▸ Exercise prompt
Within these entries, how many lines contain the word "boulder"? Answer with the number alone.

▸ Data supplied

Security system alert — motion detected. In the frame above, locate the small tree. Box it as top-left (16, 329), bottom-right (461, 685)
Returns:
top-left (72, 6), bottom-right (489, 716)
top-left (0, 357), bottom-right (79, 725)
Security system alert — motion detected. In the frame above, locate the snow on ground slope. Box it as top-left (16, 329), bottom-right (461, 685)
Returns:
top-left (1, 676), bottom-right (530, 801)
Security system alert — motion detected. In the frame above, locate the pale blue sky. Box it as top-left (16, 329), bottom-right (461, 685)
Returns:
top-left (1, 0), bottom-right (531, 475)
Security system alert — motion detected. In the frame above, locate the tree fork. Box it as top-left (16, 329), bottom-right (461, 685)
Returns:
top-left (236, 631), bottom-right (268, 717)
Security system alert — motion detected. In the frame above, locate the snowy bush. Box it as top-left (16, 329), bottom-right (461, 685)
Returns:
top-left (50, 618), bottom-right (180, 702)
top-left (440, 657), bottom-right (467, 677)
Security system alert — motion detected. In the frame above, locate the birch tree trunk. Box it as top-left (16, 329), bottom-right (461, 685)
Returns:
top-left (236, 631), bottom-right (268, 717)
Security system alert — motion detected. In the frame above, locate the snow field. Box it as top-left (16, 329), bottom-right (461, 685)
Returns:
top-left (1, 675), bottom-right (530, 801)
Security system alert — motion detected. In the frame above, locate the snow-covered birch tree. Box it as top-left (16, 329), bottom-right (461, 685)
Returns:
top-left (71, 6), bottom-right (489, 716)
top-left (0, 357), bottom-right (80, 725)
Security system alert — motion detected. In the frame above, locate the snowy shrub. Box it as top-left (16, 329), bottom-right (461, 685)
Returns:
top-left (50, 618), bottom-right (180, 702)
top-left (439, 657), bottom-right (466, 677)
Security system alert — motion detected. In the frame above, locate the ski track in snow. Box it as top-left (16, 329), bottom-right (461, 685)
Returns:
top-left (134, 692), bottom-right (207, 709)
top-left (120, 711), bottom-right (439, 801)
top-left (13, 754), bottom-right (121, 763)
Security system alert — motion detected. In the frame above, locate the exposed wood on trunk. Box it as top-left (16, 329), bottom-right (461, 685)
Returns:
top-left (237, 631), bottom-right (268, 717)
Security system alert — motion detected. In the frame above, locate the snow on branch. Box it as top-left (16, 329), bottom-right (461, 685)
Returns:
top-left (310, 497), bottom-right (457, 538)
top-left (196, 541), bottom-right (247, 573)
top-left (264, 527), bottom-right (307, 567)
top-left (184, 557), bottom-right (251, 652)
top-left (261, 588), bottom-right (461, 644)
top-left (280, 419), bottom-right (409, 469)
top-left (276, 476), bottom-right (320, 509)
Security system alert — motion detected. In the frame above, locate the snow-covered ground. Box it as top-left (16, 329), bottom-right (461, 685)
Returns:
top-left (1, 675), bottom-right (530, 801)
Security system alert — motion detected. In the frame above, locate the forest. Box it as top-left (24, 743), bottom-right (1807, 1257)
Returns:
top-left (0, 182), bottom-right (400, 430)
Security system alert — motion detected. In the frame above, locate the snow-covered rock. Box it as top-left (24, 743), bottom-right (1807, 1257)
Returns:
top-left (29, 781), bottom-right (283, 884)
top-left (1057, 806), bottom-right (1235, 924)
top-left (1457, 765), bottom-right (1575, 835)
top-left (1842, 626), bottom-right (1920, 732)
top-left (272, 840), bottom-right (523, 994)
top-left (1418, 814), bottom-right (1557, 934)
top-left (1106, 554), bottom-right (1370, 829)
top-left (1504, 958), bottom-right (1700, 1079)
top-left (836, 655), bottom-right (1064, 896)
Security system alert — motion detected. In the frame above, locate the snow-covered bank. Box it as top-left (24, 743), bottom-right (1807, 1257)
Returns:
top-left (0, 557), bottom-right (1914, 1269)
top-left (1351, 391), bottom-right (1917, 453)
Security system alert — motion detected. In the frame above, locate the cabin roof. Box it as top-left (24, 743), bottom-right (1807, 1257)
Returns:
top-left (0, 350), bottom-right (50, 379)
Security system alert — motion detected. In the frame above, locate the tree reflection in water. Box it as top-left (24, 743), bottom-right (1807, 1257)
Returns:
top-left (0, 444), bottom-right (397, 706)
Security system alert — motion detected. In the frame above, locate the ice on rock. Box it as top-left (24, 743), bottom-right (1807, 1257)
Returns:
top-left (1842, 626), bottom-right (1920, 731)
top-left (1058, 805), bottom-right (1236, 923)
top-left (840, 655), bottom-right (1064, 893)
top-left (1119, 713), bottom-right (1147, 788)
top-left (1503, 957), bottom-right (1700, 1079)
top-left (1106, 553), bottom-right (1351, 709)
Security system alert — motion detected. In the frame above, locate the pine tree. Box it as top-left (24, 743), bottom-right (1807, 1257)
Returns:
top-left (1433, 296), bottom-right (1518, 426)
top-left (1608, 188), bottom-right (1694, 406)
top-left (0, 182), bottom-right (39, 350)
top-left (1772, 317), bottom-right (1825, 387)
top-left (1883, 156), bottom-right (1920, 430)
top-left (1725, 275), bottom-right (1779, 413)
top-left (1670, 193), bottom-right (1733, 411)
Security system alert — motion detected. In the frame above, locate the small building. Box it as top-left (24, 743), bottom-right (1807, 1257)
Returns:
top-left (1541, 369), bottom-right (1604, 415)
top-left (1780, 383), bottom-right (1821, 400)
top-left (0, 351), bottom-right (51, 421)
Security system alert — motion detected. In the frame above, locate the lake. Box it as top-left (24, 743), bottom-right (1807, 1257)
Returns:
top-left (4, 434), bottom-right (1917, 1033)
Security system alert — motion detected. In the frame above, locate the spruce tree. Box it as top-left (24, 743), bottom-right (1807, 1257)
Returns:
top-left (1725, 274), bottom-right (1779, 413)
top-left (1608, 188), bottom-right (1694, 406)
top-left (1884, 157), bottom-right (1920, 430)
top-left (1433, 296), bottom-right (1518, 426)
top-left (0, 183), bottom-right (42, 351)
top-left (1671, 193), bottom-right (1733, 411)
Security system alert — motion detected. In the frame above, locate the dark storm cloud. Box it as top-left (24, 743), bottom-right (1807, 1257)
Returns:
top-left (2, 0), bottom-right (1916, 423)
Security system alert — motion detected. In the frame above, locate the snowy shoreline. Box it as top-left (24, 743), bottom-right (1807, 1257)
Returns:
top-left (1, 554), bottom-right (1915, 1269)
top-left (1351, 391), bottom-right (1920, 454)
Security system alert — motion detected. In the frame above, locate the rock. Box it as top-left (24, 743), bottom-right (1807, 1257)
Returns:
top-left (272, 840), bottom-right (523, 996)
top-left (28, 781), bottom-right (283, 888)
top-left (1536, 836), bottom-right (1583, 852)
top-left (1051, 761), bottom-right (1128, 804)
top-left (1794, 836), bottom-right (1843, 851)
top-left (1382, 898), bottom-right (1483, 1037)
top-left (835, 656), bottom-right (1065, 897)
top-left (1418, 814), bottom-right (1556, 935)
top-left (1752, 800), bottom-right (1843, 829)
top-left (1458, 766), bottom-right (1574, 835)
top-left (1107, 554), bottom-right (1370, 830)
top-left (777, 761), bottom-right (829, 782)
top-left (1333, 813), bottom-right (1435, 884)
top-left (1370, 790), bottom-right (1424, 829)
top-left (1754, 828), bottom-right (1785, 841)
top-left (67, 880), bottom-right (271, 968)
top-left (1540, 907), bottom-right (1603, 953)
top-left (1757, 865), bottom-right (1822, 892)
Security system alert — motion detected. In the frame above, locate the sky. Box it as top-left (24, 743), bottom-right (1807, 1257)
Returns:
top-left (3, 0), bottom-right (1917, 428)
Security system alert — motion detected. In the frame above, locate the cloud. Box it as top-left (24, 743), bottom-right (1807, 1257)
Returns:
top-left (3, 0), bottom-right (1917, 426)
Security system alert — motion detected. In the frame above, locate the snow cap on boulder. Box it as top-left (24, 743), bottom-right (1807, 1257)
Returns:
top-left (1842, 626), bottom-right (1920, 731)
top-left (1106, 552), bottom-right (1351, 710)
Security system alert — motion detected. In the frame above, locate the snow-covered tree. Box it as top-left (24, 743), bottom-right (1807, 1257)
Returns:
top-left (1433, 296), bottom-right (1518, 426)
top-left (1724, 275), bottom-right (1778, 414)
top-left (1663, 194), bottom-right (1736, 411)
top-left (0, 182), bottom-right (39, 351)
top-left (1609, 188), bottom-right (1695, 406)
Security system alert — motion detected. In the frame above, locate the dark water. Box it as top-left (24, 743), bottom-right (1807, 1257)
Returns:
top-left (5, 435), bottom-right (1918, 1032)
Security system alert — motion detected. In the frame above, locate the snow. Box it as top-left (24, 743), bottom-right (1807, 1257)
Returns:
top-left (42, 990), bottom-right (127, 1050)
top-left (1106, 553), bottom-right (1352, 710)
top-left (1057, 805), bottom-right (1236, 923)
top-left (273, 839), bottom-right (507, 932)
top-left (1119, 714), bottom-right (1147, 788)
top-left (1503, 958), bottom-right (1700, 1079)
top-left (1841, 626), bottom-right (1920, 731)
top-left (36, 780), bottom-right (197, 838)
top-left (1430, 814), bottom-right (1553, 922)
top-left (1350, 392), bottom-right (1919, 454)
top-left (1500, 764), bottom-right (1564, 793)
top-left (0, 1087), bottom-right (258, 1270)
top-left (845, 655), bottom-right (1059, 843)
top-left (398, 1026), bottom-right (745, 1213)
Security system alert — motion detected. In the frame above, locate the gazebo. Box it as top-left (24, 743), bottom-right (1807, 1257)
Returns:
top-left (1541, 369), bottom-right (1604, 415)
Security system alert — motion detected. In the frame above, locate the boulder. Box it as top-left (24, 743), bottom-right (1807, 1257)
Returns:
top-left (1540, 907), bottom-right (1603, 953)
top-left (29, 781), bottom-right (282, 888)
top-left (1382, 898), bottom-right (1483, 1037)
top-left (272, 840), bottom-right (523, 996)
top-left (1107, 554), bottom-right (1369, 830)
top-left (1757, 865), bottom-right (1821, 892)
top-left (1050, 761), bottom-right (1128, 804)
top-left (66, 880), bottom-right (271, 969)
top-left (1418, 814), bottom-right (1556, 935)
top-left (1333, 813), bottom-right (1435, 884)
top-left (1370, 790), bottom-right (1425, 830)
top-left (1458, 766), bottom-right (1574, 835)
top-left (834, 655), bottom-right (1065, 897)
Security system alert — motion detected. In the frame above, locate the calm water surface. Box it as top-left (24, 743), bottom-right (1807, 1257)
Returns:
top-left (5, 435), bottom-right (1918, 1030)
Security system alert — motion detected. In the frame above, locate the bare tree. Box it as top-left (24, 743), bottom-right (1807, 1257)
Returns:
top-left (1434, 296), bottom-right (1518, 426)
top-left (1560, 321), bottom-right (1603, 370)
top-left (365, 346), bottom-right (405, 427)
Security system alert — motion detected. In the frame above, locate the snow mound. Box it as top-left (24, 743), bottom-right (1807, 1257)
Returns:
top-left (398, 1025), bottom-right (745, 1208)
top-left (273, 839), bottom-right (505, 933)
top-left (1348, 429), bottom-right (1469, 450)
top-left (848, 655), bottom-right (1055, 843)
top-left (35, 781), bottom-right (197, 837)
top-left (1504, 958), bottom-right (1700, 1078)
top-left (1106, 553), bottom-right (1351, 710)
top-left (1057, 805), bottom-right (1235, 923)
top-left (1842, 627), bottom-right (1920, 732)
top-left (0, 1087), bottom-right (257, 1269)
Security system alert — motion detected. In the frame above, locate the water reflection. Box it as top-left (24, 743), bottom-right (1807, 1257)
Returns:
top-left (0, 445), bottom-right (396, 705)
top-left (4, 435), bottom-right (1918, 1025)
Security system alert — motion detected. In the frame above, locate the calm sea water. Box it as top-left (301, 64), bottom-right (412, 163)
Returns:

▸ Result of this exercise
2